# [Problem details]
Lines before the one containing "Locate the mulch" are excluded; print that line and every line after it through the end of the material below, exactly.

# [Material provided]
▽
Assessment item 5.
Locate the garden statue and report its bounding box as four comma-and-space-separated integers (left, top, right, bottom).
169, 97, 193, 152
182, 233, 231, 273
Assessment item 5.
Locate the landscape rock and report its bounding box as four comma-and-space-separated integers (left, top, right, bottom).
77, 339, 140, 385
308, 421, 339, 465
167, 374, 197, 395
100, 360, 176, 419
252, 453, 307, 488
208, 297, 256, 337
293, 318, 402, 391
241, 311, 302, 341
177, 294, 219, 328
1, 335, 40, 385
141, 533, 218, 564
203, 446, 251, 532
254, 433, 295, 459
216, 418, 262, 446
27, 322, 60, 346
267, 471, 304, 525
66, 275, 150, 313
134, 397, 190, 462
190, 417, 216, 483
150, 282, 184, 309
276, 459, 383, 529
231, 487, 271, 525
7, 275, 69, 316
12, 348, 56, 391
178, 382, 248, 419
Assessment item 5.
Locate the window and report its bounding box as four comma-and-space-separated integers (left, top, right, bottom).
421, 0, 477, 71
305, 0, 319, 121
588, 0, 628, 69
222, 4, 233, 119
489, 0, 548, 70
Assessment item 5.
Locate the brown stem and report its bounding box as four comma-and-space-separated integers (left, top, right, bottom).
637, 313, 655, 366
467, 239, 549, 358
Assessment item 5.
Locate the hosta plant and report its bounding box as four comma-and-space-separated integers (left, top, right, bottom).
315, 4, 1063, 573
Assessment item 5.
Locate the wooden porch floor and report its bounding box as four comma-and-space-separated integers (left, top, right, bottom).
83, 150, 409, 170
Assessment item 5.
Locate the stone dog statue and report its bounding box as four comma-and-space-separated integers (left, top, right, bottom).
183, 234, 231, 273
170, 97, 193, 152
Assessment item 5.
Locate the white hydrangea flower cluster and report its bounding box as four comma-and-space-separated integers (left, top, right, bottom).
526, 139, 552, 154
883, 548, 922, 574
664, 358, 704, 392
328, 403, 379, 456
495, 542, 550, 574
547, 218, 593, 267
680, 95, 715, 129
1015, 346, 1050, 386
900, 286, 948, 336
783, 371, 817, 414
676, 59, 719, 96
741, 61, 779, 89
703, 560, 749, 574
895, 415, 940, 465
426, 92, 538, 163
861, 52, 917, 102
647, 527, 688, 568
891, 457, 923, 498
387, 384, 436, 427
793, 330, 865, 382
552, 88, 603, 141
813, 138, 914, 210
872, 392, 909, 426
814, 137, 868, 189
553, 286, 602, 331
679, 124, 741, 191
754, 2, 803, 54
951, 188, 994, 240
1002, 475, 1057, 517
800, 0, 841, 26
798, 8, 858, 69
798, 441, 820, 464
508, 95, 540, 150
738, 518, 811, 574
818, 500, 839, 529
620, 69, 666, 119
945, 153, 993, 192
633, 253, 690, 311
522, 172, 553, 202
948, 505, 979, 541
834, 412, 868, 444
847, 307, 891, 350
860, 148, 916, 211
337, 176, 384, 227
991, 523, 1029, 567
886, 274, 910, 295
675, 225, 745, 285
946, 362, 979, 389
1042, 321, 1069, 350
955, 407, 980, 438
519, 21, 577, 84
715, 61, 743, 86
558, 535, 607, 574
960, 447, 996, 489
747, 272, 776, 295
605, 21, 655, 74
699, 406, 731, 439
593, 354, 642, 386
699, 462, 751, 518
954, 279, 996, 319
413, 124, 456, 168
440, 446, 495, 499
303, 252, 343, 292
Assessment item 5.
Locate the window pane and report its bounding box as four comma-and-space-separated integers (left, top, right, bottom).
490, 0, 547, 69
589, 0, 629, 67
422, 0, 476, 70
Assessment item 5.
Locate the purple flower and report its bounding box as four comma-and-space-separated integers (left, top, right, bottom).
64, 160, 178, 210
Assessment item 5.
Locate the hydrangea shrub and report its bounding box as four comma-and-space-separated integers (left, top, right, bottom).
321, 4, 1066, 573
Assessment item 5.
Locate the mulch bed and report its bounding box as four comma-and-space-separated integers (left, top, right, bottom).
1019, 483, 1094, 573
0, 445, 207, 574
△
# [Response box]
Locate the mulch bed and report its bounding box as four comma-and-space-separated integers (left, top, right, bottom).
1019, 483, 1094, 573
0, 445, 207, 574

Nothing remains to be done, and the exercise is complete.